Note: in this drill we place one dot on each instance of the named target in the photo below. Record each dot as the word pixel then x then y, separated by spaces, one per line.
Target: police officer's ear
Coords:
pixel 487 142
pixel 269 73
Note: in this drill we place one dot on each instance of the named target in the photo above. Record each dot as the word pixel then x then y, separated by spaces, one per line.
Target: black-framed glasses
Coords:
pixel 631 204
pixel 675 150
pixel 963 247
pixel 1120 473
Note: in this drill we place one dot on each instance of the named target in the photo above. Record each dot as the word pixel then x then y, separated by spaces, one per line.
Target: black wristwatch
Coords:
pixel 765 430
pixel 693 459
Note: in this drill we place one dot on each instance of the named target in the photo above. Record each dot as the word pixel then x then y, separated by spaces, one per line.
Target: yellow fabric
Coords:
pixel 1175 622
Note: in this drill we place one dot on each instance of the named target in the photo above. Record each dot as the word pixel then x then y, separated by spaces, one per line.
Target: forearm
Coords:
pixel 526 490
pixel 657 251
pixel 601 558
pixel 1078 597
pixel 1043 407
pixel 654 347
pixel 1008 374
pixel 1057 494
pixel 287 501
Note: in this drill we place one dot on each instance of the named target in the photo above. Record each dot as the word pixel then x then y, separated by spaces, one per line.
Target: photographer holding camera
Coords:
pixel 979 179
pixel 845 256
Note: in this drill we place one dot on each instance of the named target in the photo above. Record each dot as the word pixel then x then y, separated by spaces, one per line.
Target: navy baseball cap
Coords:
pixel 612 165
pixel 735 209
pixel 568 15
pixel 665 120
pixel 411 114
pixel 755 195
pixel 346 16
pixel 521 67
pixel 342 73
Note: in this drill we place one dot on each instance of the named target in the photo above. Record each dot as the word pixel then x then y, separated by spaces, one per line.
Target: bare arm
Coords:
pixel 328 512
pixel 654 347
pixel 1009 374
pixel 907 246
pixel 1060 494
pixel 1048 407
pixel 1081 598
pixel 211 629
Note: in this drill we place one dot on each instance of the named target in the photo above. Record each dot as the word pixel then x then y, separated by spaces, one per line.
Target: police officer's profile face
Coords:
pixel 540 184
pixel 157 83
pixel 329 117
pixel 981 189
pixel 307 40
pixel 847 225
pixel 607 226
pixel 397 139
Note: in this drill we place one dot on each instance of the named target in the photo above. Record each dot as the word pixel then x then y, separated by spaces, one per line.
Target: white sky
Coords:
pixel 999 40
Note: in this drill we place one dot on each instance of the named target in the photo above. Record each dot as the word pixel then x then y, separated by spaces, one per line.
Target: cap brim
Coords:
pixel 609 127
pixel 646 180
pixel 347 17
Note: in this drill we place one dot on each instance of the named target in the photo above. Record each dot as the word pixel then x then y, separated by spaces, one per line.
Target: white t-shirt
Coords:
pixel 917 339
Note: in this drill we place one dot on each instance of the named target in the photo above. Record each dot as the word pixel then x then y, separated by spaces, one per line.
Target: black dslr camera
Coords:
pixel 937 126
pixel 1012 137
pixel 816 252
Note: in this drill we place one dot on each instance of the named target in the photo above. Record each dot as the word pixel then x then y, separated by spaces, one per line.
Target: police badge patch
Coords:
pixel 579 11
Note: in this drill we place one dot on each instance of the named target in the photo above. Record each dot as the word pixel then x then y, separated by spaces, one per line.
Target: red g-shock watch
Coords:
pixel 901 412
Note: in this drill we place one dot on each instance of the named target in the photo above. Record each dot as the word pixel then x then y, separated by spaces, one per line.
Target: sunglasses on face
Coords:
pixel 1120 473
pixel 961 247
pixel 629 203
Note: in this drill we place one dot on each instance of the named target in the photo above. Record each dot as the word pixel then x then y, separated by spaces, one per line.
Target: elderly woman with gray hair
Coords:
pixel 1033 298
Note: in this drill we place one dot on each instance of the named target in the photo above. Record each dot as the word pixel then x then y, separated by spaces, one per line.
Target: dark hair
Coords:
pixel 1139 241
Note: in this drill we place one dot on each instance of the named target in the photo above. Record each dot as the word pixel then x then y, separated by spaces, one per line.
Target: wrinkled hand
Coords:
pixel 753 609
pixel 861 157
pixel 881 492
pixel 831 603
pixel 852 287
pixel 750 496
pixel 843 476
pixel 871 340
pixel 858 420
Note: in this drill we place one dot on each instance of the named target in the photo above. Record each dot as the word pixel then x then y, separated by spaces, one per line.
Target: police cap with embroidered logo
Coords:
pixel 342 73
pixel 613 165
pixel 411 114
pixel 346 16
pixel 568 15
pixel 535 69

########

▶ TASK BRIEF
Reproduce all of the data above verbatim, keeping every line unchanged and in its original order.

▶ EXPECTED OUTPUT
Note: in this drill we place one dot on each instance of the named target in the photo below. Record each dot as the word pixel then x then y, separated by spaces, one per line.
Target: police officer's ear
Coords:
pixel 487 142
pixel 269 73
Note: in this drill we place one dot on each instance of the named target in the photo above. Record each dot as the word pixel then x then y, separated by spaces, one per line.
Target: black-framed glasses
Coords:
pixel 631 204
pixel 675 150
pixel 963 247
pixel 1120 473
Note: in this drill we place one dot on each instance of the named target in the photo above. Record each dot as the word pixel then x then y, separated by spaces, one per line.
Target: black wristwatch
Coords:
pixel 765 430
pixel 693 459
Note: in this drill we place one dot on each instance of the named target in the photo above. Record each dot as the word pixel then x then y, separated by spaces, one per line.
Target: yellow fabric
Coords:
pixel 1175 622
Note: in this drill we place one dot on each instance of the named target in the photo above. Record each dot as the word pixel then x then y, separated by spaces, one per line.
Target: forearm
Coords:
pixel 526 490
pixel 657 251
pixel 601 558
pixel 1078 597
pixel 1043 407
pixel 654 347
pixel 1008 374
pixel 1057 494
pixel 287 501
Note: in this drill we place one dot on each instance of the named target in the photo above. Record each dot as the word pixel then x then y, separated by spaces, one per line.
Target: photographer holding camera
Coords:
pixel 979 179
pixel 845 256
Note: in this drill we place one dot on each instance of the named target in the photo above. Record each dot as the word pixel then x then y, separated by spaces, one per line.
Target: navy baseball cap
Coords:
pixel 612 165
pixel 735 209
pixel 568 15
pixel 665 120
pixel 411 114
pixel 755 195
pixel 346 16
pixel 521 67
pixel 342 73
Note: in this drill we place one dot on each instance of the named target in the photo above. Record each dot as the word pixel then x then y, separated by spaces, one per line.
Target: bare arm
Coords:
pixel 328 512
pixel 654 347
pixel 1009 374
pixel 907 246
pixel 1060 494
pixel 1048 407
pixel 1081 598
pixel 211 629
Note: in this drill we place one dot on each instance of the named target in the photo above. Record each dot as the word pixel then x then y, separated by spaces, one per line.
Target: police officer's profile face
Coords:
pixel 540 184
pixel 157 83
pixel 329 117
pixel 981 189
pixel 307 40
pixel 847 225
pixel 607 226
pixel 397 139
Note: in this drill we place one dot on each instance of the named target in the photo above. Record each dot as the word pixel then x then y, separated by spaces, one per line.
Target: white sky
Coords:
pixel 999 40
Note: in this drill we place one dot on each instance of the named target in the photo above. Record each dot as the word pixel then x then y, separated by spaces, one per line.
Target: cap brim
Coords:
pixel 609 127
pixel 646 180
pixel 347 17
Note: in this drill we place one dot on each instance of the named target in the photo above. Record each dot as the word pixel then x then y, separated by spaces, one per line.
Target: white t-shirt
Coords:
pixel 917 339
Note: in this drill we place one dot on each instance of the named target in the photo above. Record each dot as the word pixel then x then y, separated by spaces, one per line.
Target: black dslr camera
Coords:
pixel 937 126
pixel 1012 137
pixel 816 252
Note: in this drill we place one dot on each instance of the named target in the photo above. Record each dot as the word pixel then x then y, separated by spaces, one per line.
Target: police badge patch
Coords:
pixel 579 11
Note: in this drill we place one dot on each instance of the named target in the photo above. Record each dot as the word pixel then x then y, separated by spaces, one per line.
Target: red g-shock watch
Coords:
pixel 901 412
Note: in this drill we place one dot on each instance of the named target in the photo above. Record each dot as the word pixel then x then y, separated by spaces, one per line.
Target: sunglasses on face
Coords:
pixel 1120 473
pixel 961 247
pixel 629 203
Note: in this drill we place one dot on each instance of the named target in the photo above. Record each dot as the word pixel then x then y, separated by spaces, one per line.
Target: elderly woman with gray hair
Coords:
pixel 1033 298
Note: in this drill we place one dot on each instance of the named target in the photo above. Record each dot as the word pixel then x then y, separated by spaces, one per line.
Target: dark hair
Coords:
pixel 1139 241
Note: in this drill we place one dot on each instance of the named target in the photo above. Record each dot as the word pixel then x then y, separated by spaces, one per line.
Target: wrinkled hand
Coords:
pixel 753 609
pixel 861 157
pixel 881 492
pixel 831 603
pixel 852 287
pixel 750 496
pixel 843 476
pixel 871 340
pixel 858 420
Note: in this drill we place one dot on each instance of the named target in the photo above. Record each dot as the word pixel then x then y, separated by spaces, one per line.
Target: police cap with embroidered logo
Coords:
pixel 342 73
pixel 613 165
pixel 411 114
pixel 346 16
pixel 568 15
pixel 535 69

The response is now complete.